::: Passage for review

On August 11, 2021, the South Carolina Supreme Court interpreted South Carolina’s statutory employee doctrine in a way that makes it easier for injured workers to receive compensation for work-related injuries.
Let’s take a look at the statutory employee doctrine, the case the Court ruled on, and what it means for your injury claim.
What is the statutory employee doctrine?
To understand the importance of the statutory employee doctrine, you need to understand 2 things about workers’ compensation in South Carolina.
First, the South Carolina Workers’ Compensation Act (or simply, the “Act”) provides financial benefits to employees who are injured on the job.
Second, the Act has an exclusive remedy provision, which means that an employee who is eligible to receive workers’ compensation benefits cannot sue their employer for a work-related injury.

::::::
::: Listed entries

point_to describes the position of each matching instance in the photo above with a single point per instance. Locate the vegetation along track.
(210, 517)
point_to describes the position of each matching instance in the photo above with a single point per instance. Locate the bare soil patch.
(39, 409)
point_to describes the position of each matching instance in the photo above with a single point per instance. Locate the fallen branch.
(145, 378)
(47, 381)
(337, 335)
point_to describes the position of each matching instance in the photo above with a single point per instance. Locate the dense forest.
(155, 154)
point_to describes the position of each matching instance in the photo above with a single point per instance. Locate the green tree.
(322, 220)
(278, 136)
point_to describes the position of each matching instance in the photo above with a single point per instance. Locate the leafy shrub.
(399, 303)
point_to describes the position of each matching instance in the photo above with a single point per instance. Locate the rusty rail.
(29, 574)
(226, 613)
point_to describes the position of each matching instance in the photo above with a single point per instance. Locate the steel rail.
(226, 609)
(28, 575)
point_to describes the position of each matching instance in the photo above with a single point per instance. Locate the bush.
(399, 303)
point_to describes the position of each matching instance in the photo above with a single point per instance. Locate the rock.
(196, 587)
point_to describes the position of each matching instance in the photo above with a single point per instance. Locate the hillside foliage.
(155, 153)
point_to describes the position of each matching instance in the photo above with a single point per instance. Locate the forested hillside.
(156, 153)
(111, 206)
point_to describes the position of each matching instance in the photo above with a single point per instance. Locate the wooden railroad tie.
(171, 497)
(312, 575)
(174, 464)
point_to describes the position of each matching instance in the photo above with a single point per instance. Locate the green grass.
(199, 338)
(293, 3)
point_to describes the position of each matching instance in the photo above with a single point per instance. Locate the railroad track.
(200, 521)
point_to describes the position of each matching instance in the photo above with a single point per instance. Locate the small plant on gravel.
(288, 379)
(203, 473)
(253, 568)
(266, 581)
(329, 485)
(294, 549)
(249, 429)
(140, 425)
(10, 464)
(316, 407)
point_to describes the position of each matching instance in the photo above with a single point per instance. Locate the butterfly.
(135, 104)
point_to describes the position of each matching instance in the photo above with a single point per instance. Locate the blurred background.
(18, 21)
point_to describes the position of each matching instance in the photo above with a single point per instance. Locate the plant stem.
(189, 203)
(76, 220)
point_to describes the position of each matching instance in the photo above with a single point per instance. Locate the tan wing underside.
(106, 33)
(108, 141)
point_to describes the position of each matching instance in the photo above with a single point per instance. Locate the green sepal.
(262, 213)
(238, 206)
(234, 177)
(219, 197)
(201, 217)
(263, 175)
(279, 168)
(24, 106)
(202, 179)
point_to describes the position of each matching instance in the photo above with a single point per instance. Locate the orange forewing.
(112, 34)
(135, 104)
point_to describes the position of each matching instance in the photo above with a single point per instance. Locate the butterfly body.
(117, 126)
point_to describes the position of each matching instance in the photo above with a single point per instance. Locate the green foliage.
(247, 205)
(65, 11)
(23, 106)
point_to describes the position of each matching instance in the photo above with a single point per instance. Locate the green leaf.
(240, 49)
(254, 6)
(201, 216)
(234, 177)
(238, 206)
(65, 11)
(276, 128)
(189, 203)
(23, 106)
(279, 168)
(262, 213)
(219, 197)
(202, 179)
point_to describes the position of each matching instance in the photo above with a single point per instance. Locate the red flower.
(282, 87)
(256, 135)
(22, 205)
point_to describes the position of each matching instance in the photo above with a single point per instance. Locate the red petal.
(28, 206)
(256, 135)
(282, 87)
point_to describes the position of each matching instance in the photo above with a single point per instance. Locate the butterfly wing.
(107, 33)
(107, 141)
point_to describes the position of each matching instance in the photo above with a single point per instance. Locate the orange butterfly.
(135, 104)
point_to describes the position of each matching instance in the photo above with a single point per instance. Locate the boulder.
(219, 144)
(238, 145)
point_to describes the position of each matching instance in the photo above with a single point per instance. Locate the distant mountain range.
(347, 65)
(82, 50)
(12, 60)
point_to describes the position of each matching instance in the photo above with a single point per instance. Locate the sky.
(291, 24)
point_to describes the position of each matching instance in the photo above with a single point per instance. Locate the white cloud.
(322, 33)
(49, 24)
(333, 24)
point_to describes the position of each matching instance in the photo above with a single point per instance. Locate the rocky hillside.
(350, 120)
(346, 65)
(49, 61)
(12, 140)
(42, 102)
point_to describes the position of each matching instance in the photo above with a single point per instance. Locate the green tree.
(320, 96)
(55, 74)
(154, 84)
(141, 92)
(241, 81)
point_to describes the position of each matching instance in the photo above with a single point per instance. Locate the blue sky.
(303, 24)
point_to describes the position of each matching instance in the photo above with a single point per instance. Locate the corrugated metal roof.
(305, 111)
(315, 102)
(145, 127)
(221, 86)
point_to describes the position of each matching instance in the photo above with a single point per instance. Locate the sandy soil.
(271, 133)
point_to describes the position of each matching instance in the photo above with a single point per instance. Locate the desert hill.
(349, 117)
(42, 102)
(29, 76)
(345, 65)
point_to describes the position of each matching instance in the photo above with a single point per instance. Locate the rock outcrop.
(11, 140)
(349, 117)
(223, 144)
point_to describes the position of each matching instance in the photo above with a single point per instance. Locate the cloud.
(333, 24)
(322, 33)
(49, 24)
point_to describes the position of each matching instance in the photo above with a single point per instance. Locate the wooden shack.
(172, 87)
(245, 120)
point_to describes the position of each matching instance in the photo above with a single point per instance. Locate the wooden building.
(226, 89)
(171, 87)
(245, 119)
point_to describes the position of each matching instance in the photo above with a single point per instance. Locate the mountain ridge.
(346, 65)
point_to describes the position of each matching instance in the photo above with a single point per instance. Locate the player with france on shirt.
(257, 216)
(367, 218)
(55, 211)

::::::
::: Listed entries

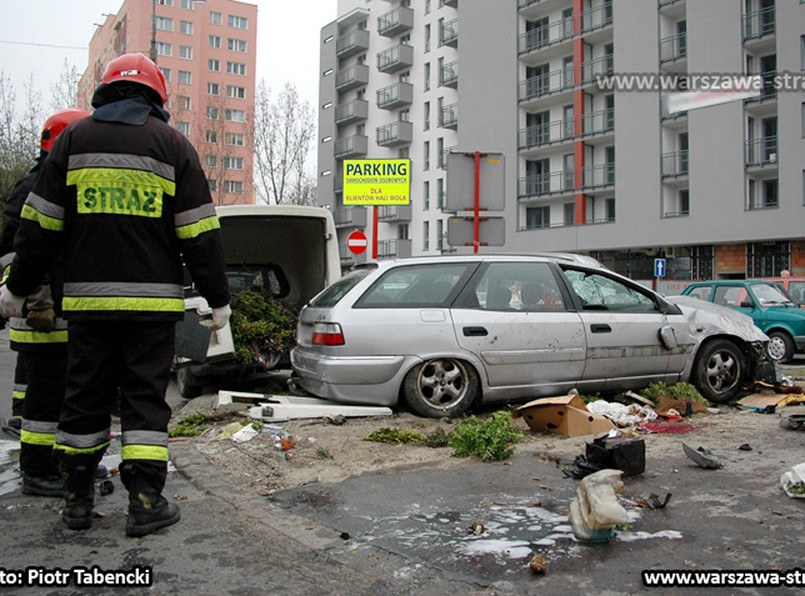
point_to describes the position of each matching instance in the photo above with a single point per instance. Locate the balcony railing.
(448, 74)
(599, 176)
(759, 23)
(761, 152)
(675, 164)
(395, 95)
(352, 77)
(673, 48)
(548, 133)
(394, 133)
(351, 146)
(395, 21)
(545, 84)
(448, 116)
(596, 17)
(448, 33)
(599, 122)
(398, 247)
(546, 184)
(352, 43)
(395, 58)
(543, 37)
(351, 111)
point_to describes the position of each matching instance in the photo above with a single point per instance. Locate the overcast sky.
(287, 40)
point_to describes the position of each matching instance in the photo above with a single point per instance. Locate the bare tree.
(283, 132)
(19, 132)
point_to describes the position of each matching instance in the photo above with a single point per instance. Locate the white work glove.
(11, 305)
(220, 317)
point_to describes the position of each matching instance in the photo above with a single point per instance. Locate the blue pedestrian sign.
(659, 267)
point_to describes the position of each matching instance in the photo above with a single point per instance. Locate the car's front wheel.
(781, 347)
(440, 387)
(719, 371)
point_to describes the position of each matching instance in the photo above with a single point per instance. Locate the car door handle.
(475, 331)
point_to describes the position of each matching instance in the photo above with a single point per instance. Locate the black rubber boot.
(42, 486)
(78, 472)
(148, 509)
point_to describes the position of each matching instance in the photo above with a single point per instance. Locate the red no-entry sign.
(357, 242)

::::::

Assigned task 1 → Translate this sentence from the passage on South Carolina's statutory employee doctrine into Spanish: "Second, the Act has an exclusive remedy provision, which means that an employee who is eligible to receive workers’ compensation benefits cannot sue their employer for a work-related injury."
Assigned task 2 →
Answer these from the passage on South Carolina's statutory employee doctrine:
(a) On what date did the South Carolina Supreme Court interpret the statutory employee doctrine?
(b) What does the South Carolina Workers’ Compensation Act provide to employees injured on the job?
(c) Under the exclusive remedy provision, what can an eligible employee not do?

Answer space 1 → En segundo lugar, la Ley contiene una disposición de recurso exclusivo, lo que significa que un empleado que reúne los requisitos para recibir beneficios de compensación laboral no puede demandar a su empleador por una lesión relacionada con el trabajo.

Answer space 2 →
(a) August 11, 2021.
(b) Financial benefits.
(c) Sue their employer for a work-related injury.